Write the next part of the text on AI and customer personalization in insurance, starting after its final sentence.

_TEXT SHOWN_

════════════════

Customer personalization “is the design target for every physical and virtual touch-point, and it is increasingly powered by AI,” write David C. Edelman and Mark Abraham in the Harvard Business Review. AI and data analysis play a key role in meeting customers’ rapidly changing expectations.
As customer expectations are shaped by technology, these expectations also shape tech choices and implementation by insurers. Streamlining everyday work via automation and using AI-enabled tools to provide customized service offer two ways insurers can improve the customer experience by meeting customer expectations, writes Deloitte’s Gary Shaw.
One thing customers strongly expect is personalization. Personalized recommendations have become key to decision-making for many customers, especially younger adults. “While every age segment has growing interest in digital offerings that help them make safer, healthier, and more sustainable choices, more consumers aged 34 and younger say they want this kind of help,” writes Kenneth Saldhana, senior managing director at Accenture.
Entering the fray of personalization can seem baffling at first. For centuries, the insurance industry has focused on personalization at the group level. Insurers have long used data to identify groups with particular risk characteristics.
Once groups were identified, insurers created products and priced risk for those groups. Insurers also marketed those offerings according to the characteristics that seemed most appealing to the particular group, notes Samantha Chow, VP, global life and annuity sector leader at Capgemini.

════════════════

_Pointing data for referring expressions_
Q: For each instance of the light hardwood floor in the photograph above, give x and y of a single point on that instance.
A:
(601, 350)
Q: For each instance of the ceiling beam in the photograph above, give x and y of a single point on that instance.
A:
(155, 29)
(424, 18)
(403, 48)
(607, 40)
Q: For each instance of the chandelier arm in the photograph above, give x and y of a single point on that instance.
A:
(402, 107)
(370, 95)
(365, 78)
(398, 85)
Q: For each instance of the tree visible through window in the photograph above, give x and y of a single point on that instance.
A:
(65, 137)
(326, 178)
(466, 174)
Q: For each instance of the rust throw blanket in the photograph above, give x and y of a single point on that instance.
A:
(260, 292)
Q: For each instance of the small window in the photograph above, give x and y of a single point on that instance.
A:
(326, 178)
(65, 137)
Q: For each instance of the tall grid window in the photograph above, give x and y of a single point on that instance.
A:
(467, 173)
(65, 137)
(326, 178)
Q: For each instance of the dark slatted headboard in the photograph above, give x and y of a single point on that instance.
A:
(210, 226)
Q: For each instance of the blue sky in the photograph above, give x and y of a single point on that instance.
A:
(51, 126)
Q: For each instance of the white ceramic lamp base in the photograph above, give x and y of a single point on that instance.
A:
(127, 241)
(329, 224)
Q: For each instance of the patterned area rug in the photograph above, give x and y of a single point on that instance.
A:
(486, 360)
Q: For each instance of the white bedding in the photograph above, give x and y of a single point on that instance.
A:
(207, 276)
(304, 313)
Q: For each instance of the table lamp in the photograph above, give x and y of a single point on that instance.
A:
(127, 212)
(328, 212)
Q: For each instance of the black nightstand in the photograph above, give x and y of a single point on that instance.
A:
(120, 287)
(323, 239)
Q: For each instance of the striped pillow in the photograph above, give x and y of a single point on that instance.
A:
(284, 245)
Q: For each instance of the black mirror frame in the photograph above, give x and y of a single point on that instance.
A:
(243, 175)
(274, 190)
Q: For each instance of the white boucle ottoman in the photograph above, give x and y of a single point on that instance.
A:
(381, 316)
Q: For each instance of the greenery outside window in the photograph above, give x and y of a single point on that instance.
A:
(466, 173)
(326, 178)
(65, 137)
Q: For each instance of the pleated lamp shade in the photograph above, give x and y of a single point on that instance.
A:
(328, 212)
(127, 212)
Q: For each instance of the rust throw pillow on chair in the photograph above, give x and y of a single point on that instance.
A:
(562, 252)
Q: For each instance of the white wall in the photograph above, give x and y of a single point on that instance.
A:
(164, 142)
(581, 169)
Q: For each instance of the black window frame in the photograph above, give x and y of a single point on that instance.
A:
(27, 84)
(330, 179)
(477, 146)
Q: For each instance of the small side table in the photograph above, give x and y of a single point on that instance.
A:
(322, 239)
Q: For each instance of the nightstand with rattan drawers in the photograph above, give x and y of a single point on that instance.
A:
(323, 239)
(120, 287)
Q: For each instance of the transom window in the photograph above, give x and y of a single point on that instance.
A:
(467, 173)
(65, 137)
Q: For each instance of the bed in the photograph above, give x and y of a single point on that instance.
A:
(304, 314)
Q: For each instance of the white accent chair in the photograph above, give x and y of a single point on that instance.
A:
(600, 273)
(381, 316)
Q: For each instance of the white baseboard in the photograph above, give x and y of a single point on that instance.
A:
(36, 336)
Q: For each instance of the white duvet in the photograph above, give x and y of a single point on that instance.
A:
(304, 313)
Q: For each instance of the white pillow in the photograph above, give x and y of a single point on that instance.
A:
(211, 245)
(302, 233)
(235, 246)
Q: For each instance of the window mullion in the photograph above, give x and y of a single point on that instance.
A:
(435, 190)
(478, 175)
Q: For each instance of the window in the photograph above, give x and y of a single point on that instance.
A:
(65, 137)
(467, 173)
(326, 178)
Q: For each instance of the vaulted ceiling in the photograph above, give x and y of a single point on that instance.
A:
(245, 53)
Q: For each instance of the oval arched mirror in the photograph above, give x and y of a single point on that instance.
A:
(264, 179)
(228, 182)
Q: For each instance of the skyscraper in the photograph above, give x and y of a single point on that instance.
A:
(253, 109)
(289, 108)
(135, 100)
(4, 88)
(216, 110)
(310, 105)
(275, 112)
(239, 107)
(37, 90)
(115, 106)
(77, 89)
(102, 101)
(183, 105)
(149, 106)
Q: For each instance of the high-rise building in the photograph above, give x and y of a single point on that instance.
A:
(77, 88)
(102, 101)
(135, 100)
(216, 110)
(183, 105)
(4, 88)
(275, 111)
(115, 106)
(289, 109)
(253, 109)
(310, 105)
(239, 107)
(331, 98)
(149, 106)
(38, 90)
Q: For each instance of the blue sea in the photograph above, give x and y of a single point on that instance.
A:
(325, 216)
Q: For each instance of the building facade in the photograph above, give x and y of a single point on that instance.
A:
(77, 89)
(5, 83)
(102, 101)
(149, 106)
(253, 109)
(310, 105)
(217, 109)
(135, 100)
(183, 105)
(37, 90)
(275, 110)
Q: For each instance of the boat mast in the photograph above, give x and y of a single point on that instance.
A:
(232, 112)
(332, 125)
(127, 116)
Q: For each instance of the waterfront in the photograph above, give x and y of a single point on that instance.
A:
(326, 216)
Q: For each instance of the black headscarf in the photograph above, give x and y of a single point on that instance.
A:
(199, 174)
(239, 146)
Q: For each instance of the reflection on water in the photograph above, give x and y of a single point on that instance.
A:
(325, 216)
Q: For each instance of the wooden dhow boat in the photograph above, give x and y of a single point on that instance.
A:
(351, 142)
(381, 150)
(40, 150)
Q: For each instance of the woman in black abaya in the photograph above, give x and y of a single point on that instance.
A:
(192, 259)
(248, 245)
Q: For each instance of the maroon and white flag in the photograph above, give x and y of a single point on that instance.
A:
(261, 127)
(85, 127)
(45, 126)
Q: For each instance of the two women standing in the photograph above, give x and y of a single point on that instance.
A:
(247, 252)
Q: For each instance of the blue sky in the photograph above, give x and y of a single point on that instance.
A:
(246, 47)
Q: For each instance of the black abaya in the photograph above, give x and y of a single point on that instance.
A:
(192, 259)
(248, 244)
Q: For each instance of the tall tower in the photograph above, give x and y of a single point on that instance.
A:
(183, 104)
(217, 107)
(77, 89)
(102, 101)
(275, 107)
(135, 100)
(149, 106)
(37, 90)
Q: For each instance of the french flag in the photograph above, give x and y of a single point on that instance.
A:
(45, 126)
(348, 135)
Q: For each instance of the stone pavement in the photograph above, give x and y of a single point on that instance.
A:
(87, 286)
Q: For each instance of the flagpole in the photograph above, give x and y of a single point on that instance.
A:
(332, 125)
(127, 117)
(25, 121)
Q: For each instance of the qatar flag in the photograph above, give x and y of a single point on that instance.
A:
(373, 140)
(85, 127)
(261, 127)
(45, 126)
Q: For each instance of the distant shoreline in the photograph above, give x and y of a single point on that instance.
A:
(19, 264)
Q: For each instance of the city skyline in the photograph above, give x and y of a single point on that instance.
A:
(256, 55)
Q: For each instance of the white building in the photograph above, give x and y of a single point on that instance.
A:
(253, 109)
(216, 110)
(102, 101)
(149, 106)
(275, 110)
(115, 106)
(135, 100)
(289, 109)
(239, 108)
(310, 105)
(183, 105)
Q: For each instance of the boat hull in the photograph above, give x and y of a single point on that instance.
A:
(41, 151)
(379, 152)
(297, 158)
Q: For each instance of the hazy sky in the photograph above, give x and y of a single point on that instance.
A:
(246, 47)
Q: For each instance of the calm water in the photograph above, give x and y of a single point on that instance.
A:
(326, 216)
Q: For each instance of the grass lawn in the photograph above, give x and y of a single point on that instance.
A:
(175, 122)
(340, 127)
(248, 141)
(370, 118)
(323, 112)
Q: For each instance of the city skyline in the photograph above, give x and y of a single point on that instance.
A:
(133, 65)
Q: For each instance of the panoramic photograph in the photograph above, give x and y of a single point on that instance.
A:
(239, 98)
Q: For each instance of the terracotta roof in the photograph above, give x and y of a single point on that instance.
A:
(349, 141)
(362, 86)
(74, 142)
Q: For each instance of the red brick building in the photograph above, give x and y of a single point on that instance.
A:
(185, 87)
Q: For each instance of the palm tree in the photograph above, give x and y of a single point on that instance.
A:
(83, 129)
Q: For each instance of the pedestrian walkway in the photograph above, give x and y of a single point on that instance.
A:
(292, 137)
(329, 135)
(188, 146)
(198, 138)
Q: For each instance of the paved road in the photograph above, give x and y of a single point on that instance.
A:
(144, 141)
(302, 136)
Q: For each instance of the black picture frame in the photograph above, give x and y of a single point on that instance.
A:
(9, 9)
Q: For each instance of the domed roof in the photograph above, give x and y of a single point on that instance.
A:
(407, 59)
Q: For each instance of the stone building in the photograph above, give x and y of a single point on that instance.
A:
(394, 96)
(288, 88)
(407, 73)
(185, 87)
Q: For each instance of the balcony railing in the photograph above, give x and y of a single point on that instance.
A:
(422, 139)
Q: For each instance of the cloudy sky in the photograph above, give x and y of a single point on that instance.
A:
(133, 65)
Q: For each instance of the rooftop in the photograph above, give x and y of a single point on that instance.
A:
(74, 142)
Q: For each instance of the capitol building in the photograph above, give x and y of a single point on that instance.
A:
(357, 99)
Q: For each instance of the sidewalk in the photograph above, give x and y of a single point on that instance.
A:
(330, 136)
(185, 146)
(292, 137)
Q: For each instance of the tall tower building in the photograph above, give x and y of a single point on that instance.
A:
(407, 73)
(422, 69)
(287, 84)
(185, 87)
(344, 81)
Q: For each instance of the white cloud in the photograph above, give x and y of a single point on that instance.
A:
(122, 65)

════════════════

_REPLY_
Customers no longer expect to be grouped with others of a similar age, career field, neighborhood or other characteristics. Today, customers expect offerings to be personalized at the individual level. Each customer wants to see information and offerings that fit them, not merely people like them.
Here, artificial intelligence, data analysis and embedded insurance have roles to play. Each offers a tool for understanding individual customers and predicting their needs. When paired with agent and broker expertise, these tools can help each customer receive one-on-one attention.
Digital ecosystems allow insurers to partner with non-insurer businesses to provide more personalized service to customers and to gather more complete data about customer behaviors.
Like embedded insurance, ecosystems and partnerships get less attention than AI, data intelligence and customer personalization. But ecosystems and partnerships drive or are driven by each of these more popular factors.
Also like embedded insurance, ecosystem partnerships continue to thrive. Digital ecosystems could control as much as $60 trillion in revenue by 2025, according to Miklos Dietz, Hamza Khan and Istvan Rab at McKinsey.
Insurance partnerships are also increasing in another context: Mergers and acquisitions. After some hesitancy in the first half of 2022, insurance M&A deal-making is expanding once again. “We expect deal activity to increase in the 2nd half of the year driven by strong interest in the sector from [private equity] backed platforms,” says Mark Friedman, U.S. insurance deals sector leader at PwC.
Predicting the future for insurance is never easy. Still, an analysis of where the industry stands today and how it got here can help insurers, agents and brokers plan a route forward. Technology will continue to shape key elements of insurance, including distribution, business relationships and customer demands. Insurers who understand the development of these trends can more easily integrate their trajectory into the business’s core goals and workflows.